▸ **TEXTO EXTRAÍDO**:

Família aluga casa e acha proprietária desaparecida enterrada no jardim

Foto: Arquivo Pessoal

Em agosto de 2018, Fátima, Roberto e os dois filhos se mudaram para uma casa em Ubatuba, no litoral norte de São Paulo.

A família escolheu o imóvel por ser aconchegante e espaçoso e ter um aluguel mais barato do que outros do bairro. Antes de se mudar, eles souberam que a dona da casa, que já tinha morado ali, estava sumida desde agosto de 2013. A família estranhou, mas não desistiu de alugar a residência.

Luzia*, a proprietária, desapareceu aos 62 anos. A polícia investigou, mas não tinha conseguido até então esclarecer o caso. Nos primeiros meses, os filhos do casal faziam piada dizendo que a dona do imóvel estava enterrada ali. “Era brincadeira de molecada, sabe?”, diz Roberto à BBC News Brasil.

Em janeiro deste ano, a família descobriu que era verdade. Roberto e o filho mais velho mexiam no jardim quando viram um tecido enterrado. Cavaram ali e encontraram a ossada de Luzia. A descoberta apavorou a família e levou à reabertura da investigação do desaparecimento da proprietária.

O responsável pela casa é um irmão da mulher desaparecida. Ele assumiu o imóvel, que ficou abandonado após o sumiço de Luzia.

O aluguel da propriedade estava a cargo de uma imobiliária, e, antes de Fátima e Roberto, outra família já tinha vivido ali.

Nas primeiras semanas na nova casa, a Fátima e sua família souberam um pouco mais sobre a antiga proprietária.

“Muitos conhecidos perguntaram se tínhamos notícias dela. Quando a gente explicava que não a conhecia, eles começavam a contar coisas sobre a Luzia”, diz Fátima.

“Falaram que ela gostava muito de animais e tinha gatos, que era solitária, tinha depressão e tomava remédios”, relembra Fátima. Com o passar dos meses, os comentários dos vizinhos diminuíram.

▸ **OBJETIVO 1**: Transponha todas as linhas da listagem, inclusive os pedidos, somando -116 a cada coordenada x e y das respostas. Deixe as imagens de fora.

Itens de dados:
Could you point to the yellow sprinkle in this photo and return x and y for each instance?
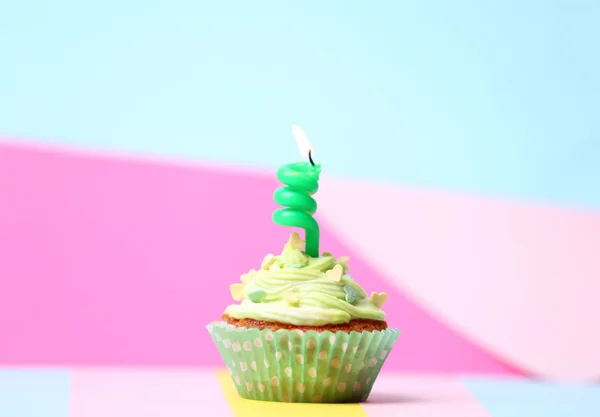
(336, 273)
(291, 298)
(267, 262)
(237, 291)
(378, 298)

▸ **OBJETIVO 2**: Escreva a continuação da reportagem sobre a família que encontrou a proprietária desaparecida enterrada no jardim, a partir do ponto em que ela termina.

▸ **RESPOSTA 1**:
Could you point to the yellow sprinkle in this photo and return x and y for each instance?
(220, 157)
(175, 182)
(151, 146)
(121, 175)
(262, 182)

▸ **RESPOSTA 2**:
Os novos moradores foram se convencendo de que tinham feito uma boa escolha. “Não é uma construção nova, mas é muito espaçosa, e a localização é boa”, diz Fátima.

Mas duas coisas incomodavam: a sombra em alguns cômodos e o excesso de umidade no corredor. Roberto explica que o motivo disso eram as plantas do jardim, que estavam ali muito antes da chegada da família. “Eram altas, subiam até o telhado”, diz ele.

“Às vezes, eu tentava puxar ou cortar, mas não dava muito certo”, comenta Fátima.

O jardim tem cerca de 45 centímetros de largura e fica em uma área estreita, ao lado do muro, no corredor lateral da casa.

O trecho final do jardim, no fundo do terreno, tinha uma particularidade: em pouco mais de um metro de comprimento, havia alguns lírio da paz e tijolos para separar a área das plantas da parte cimentada do corredor.

Após mais de dois anos na casa, Roberto e o filho mais velho retiraram todas as plantas. Em seguida, limparam o local e encomendaram grama para colocar em toda a extensão.

“A princípio, a gente não queria mexer no jardim porque a casa não é nossa, e as plantas até eram bonitas. Mas decidimos fazer isso porque nosso cachorrinho ficava rolando na terra do jardim e entrava em casa cheirando muito mal. Além disso, a gente ficava incomodado porque ali reunia bastante caramujo”, diz Fátima.

Na tarde de 13 de janeiro deste ano, Roberto e o primogênito preparavam o solo para a grama quando viram um pedaço de tecido saindo da terra, na parte final do jardim, onde haviam acabado de retirar os lírios da paz.

Ossada humana no jardim

A princípio, pai e filho pensaram que pudesse ser um pedaço de pano deixado no local anos atrás. “Mas puxei e vi que era algo pesado”, relembra Roberto.

Os dois começaram a retirar a terra com uma enxada. Logo notaram que era maior do que o esperado. “Sabe quando dá aquele frio na espinha? Olhei pro meu filho e falei: ‘será que enterraram algum animal aqui?'”, diz Roberto.

Quando terminaram de cavar, viram um edredom enterrado. “Peguei uma ponta, e meu filho, outra. Estava bem pesado. A gente tirou do buraco, e quando abri, saiu toda a ossada”, conta Roberto.

“Na hora, falei: achamos a dona da casa. Fiquei sem reação. Foi horrível, você não quer acreditar que aquilo tá acontecendo contigo. Parece que o tempo congela. Passa um milhão de coisas na cabeça. Perde o chão”, diz Roberto. “Parecia um filme. Fiquei em choque”, diz o filho mais velho do casal.

Fátima, que chegava do trabalho no momento, lembra: “Fiquei pensando: o que será que aconteceu aqui? Será que cortaram ela dentro de casa? Não sei o que aconteceu aqui dentro, e vivemos em um lugar desses”.

A polícia foi chamada. Uma representante da imobiliária foi ao local e comunicou parentes de Luzia do fato. A notícia se espalhou.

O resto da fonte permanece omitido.